# Problem requirements
Pull out each line of the items below that contains the word "give", copying those lines unchanged.

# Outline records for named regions
* * * * * * * * *

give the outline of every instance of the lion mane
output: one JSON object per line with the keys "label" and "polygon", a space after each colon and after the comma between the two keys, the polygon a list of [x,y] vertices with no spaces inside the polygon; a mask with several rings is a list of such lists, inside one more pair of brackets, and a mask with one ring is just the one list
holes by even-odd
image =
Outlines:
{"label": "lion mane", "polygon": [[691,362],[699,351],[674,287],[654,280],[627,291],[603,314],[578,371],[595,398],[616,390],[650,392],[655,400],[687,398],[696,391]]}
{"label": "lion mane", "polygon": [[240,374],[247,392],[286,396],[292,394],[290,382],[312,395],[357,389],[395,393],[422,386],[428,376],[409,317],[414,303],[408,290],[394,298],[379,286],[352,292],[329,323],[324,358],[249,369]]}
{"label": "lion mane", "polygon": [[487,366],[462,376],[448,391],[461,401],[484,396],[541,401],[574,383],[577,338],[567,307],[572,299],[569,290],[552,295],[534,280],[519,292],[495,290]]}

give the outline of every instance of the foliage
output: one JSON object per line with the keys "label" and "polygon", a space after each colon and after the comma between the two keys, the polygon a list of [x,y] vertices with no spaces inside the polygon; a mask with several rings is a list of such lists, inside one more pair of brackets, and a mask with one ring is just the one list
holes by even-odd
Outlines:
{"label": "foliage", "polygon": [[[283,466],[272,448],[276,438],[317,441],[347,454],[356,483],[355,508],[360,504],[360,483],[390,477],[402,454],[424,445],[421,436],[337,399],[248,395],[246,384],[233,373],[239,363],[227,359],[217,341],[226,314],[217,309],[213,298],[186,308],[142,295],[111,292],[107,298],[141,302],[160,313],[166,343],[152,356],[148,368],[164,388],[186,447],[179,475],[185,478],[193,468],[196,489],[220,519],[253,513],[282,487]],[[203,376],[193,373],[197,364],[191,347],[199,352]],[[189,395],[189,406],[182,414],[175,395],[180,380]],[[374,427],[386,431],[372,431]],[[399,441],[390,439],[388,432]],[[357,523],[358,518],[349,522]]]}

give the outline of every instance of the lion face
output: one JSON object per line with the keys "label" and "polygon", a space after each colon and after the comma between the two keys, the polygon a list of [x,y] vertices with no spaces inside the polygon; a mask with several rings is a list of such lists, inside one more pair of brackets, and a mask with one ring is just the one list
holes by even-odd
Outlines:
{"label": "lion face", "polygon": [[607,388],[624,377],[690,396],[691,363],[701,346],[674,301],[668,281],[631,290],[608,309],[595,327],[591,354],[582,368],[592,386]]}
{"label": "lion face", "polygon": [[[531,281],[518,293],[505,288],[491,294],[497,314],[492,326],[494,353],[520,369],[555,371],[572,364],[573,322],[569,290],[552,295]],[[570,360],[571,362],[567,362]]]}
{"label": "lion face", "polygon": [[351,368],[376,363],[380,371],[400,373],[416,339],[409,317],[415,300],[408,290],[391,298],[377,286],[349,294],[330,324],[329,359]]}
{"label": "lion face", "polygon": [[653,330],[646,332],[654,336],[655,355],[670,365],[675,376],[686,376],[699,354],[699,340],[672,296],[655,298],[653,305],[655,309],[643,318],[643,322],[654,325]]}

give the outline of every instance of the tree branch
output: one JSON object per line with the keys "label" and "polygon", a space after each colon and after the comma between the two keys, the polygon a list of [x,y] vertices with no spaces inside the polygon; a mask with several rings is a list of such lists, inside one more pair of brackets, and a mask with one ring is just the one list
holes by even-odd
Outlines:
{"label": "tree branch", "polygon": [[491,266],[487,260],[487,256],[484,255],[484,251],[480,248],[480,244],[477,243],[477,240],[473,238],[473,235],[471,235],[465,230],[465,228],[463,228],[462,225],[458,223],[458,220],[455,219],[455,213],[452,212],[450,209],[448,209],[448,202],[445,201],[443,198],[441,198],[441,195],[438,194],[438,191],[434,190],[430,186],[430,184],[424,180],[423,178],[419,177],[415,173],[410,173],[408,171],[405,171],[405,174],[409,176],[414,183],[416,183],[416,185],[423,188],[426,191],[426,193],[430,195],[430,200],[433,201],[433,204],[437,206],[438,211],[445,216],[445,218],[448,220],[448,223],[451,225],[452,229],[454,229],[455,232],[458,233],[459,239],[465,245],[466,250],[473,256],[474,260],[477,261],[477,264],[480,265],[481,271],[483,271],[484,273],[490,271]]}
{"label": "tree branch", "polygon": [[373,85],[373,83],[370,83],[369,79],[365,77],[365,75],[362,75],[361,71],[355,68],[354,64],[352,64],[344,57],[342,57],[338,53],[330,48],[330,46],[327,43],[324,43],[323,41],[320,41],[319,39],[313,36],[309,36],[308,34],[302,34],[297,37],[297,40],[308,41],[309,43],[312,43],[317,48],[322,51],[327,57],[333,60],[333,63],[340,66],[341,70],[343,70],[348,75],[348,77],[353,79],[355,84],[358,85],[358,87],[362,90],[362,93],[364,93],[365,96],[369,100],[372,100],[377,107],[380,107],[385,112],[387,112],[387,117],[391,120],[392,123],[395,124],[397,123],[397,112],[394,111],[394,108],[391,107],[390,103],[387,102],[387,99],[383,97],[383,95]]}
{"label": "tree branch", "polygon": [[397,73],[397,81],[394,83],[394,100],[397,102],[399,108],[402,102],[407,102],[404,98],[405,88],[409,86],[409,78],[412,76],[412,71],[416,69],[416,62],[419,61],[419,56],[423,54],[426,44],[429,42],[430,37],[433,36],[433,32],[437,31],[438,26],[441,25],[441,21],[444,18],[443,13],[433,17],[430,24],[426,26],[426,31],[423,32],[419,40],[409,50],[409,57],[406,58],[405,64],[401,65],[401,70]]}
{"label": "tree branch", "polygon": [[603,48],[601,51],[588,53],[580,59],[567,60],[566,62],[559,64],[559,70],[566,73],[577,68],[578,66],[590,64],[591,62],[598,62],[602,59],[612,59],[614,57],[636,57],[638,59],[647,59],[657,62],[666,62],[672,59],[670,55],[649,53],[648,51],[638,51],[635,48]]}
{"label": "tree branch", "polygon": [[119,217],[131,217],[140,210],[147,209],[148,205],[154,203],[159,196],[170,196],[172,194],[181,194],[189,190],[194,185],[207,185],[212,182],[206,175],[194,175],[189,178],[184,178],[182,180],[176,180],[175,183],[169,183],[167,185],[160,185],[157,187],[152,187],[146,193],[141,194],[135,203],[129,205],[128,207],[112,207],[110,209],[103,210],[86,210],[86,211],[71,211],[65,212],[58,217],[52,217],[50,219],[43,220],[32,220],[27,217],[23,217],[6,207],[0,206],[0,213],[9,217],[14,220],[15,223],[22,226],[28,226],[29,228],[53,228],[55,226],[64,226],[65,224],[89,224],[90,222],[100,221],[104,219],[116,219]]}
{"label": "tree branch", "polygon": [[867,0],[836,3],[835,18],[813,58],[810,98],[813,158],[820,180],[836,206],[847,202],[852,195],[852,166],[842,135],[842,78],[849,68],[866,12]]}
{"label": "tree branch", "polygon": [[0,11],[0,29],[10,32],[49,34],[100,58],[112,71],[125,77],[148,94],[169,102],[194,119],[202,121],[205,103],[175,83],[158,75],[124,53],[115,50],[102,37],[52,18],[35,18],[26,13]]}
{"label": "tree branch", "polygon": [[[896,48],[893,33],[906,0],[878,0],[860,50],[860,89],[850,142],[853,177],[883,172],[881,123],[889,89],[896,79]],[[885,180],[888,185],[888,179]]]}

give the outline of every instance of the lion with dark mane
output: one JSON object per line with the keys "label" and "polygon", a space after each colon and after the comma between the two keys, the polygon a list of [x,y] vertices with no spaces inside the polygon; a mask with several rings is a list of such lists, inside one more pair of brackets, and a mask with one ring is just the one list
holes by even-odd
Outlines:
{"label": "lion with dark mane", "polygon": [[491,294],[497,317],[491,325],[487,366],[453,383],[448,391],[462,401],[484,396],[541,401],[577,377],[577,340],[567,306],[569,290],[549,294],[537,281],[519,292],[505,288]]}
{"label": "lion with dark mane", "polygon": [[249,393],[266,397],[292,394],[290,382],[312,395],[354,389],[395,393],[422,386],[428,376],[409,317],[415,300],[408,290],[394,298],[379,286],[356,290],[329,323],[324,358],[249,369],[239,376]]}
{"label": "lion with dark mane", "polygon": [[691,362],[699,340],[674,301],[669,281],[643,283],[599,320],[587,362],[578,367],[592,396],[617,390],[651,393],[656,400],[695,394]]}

* * * * * * * * *

# Full answer
give the outline of every instance of the lion mane
give the outline of every instance of the foliage
give the outline of every instance of the lion face
give the outline of every instance of the tree branch
give the outline of every instance of the lion with dark mane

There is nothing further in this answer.